#### Collected data entries:
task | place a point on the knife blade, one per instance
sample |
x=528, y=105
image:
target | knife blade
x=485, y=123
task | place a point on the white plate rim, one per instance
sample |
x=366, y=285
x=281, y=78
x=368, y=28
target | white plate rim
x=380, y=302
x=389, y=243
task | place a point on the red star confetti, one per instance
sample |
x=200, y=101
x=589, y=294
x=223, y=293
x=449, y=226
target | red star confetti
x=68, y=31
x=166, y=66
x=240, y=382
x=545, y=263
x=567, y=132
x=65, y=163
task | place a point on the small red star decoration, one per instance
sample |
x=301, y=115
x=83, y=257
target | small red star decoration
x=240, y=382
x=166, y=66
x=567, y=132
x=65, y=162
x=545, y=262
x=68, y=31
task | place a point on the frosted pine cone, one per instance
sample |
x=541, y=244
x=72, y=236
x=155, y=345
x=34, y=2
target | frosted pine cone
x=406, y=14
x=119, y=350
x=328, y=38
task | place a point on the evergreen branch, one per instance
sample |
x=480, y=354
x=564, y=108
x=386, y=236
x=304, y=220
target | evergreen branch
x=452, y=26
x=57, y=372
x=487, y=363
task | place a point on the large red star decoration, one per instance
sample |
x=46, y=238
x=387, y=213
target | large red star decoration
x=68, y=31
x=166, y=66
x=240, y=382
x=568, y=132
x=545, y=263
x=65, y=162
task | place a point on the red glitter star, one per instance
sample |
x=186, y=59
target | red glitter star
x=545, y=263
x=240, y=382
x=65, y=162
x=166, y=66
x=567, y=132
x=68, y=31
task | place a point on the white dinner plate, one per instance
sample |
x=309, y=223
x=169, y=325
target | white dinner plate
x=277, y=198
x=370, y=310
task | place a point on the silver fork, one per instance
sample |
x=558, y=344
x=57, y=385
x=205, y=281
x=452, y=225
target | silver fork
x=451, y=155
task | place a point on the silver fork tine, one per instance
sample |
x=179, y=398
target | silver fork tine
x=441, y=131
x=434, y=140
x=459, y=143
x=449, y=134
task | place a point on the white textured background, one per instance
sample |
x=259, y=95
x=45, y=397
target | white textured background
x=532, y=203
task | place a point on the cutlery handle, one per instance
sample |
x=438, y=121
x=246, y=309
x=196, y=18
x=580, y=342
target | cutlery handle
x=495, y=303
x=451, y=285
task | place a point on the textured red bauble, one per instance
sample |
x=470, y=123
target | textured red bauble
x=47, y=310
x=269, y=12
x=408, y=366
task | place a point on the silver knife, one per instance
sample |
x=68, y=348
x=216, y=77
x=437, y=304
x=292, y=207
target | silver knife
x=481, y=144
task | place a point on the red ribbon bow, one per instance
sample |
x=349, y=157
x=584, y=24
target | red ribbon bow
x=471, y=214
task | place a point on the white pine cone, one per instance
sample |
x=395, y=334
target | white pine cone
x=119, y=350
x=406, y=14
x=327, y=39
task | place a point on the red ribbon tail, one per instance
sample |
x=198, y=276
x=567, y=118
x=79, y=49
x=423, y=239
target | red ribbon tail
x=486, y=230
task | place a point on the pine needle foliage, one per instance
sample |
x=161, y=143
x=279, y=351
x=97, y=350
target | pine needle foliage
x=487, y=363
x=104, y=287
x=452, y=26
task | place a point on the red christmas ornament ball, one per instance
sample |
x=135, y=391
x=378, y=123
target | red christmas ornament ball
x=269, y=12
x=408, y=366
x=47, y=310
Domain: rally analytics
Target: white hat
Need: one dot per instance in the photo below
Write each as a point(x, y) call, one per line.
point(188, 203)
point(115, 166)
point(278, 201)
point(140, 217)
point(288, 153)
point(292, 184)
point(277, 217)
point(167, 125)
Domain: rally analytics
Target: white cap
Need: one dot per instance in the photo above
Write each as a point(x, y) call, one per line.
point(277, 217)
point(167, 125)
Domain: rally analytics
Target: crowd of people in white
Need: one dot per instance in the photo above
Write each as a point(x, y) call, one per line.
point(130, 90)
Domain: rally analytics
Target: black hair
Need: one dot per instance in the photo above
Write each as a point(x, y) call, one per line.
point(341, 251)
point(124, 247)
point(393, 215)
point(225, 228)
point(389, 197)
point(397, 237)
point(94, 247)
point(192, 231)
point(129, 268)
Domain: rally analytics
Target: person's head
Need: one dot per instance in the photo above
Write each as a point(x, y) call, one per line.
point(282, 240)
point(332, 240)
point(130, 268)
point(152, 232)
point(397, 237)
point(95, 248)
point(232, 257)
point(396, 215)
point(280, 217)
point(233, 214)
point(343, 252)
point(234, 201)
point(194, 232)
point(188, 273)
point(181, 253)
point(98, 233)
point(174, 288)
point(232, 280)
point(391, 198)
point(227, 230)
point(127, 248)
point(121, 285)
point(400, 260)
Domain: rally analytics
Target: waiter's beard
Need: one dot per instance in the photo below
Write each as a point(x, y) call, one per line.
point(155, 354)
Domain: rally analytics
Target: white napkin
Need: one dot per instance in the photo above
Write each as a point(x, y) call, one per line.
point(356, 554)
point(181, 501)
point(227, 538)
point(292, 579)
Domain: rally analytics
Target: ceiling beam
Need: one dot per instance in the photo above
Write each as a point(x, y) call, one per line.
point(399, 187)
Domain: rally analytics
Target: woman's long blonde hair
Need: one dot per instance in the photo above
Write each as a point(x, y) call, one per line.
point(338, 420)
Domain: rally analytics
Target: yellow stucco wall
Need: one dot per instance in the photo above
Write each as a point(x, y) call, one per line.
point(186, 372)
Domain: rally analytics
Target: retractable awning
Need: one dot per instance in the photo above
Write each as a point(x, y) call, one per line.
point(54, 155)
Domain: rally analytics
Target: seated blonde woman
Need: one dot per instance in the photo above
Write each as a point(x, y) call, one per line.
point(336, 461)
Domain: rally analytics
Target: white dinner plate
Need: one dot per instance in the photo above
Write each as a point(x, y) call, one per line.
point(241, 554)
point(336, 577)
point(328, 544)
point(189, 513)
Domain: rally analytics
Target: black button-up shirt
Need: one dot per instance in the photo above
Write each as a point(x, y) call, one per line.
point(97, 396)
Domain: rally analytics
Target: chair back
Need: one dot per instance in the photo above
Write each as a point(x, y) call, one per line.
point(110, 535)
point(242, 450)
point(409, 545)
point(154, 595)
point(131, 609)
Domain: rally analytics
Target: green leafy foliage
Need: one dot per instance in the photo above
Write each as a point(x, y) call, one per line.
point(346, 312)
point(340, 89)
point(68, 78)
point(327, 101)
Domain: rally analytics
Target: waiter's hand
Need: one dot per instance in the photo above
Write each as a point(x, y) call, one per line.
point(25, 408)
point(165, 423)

#### What needs to be done:
Copy out all lines above holding "woman".

#### Result of the exercise:
Target: woman's long blonde hair
Target: seated blonde woman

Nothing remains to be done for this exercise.